#### Exercise:
Copy out word for word the material that runs from the line containing "of the paint-worn" through the line containing "pixel 834 427", with both of those lines included.

#### Records to use:
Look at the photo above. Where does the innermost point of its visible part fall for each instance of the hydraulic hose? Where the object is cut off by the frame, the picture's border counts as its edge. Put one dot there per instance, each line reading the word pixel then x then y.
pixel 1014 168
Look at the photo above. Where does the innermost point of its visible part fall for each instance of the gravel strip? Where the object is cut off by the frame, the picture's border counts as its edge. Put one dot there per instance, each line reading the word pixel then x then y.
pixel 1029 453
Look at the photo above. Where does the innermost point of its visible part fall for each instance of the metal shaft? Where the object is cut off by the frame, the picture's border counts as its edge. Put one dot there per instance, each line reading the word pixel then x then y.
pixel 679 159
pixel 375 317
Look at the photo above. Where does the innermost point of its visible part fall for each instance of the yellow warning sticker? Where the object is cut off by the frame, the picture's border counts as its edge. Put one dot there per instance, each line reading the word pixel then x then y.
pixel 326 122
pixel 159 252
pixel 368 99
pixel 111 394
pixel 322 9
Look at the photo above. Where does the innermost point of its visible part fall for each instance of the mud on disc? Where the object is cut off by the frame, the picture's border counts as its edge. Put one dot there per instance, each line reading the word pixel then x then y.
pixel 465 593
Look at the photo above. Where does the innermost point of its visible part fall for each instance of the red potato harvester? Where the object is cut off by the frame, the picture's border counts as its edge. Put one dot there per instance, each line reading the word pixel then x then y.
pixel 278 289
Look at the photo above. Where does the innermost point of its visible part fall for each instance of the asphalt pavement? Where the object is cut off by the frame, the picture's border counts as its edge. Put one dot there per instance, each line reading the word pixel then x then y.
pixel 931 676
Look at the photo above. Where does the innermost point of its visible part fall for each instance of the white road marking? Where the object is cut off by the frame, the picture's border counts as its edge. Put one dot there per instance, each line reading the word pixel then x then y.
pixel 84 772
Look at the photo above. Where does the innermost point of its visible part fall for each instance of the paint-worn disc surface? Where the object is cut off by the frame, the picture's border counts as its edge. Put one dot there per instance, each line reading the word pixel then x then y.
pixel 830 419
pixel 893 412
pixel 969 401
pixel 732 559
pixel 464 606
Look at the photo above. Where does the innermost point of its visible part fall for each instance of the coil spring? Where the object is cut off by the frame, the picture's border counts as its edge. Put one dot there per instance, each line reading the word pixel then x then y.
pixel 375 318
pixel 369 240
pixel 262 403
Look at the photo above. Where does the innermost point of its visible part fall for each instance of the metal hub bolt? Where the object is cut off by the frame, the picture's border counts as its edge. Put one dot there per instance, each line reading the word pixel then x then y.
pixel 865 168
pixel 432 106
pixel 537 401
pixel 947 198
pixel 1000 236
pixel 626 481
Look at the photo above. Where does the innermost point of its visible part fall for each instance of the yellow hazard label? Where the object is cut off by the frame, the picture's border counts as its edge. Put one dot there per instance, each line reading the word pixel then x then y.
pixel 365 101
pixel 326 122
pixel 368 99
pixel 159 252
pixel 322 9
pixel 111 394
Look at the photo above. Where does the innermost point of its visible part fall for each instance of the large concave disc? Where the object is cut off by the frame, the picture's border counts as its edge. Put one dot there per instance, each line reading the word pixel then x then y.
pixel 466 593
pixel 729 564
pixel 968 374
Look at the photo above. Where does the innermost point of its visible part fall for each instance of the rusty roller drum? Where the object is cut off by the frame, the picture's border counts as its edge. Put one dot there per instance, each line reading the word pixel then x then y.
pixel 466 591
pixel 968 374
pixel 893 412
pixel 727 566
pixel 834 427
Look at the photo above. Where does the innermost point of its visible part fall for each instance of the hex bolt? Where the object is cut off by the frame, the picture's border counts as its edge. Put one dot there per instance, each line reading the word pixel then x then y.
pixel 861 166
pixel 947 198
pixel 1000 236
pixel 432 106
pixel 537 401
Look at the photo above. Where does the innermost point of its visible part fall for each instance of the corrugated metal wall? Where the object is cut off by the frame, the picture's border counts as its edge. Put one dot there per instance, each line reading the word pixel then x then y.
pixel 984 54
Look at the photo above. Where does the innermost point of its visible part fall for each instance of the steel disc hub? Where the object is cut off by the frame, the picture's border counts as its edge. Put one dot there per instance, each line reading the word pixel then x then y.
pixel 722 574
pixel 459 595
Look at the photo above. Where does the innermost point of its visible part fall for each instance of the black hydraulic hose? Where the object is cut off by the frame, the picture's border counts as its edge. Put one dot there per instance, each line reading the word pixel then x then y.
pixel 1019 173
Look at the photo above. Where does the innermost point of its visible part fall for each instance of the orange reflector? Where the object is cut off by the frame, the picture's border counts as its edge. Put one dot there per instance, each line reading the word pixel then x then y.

#### Correct answer:
Look at the photo above. Where does the innermost point of its visible part fall for each instance of the paint-worn disc surface? Where the object is cut off by the frame, the picture's border counts as its edge. Put one dot there per instance, each line reading the word pixel then x then y.
pixel 830 419
pixel 893 412
pixel 969 401
pixel 732 559
pixel 464 606
Look at the photo above. Where does the innermost point of its visible part fall for each instance of the coil spring? Where the object is cut off by the frame, the picture's border counts as its edge. Put one dot there per instance, each line reading the word pixel then x then y.
pixel 375 318
pixel 369 240
pixel 262 403
Look at the photo above. Where does the innermost point of its visible part fall for each instance of the metal hub bolt? Where the object is cut off by the frame, the picture's border counts as its edge. Put one dot there per instance, each line reading the word pixel then x then y.
pixel 865 168
pixel 432 106
pixel 537 401
pixel 947 198
pixel 1000 236
pixel 626 481
Look at the photo above. Where does the innermost point of its visible part fall for each instance of the yellow hazard label? Where the object is cut off by the frame, the picture's border counts as its edge. Put one dot there per instance, each line reading the word pixel then x then y.
pixel 365 101
pixel 326 122
pixel 368 99
pixel 159 252
pixel 322 9
pixel 111 394
Look at the photo above. Where does the innermost point of its visible part fall for each instance of the large concave disc? Where the object is cut off by the frame, the picture's border counts as its edge. Put one dot there per instance, each line reading the word pixel then x then y.
pixel 466 593
pixel 729 564
pixel 968 374
Look at the photo above. Where does the innermost point of its visible part fall for each instance of the rusty roller drum? Where the object is cut off by the frame, the picture's border counts as its edge. Put one dot there per instance, each line reading the word pixel then x then y.
pixel 466 591
pixel 968 374
pixel 893 412
pixel 727 566
pixel 834 427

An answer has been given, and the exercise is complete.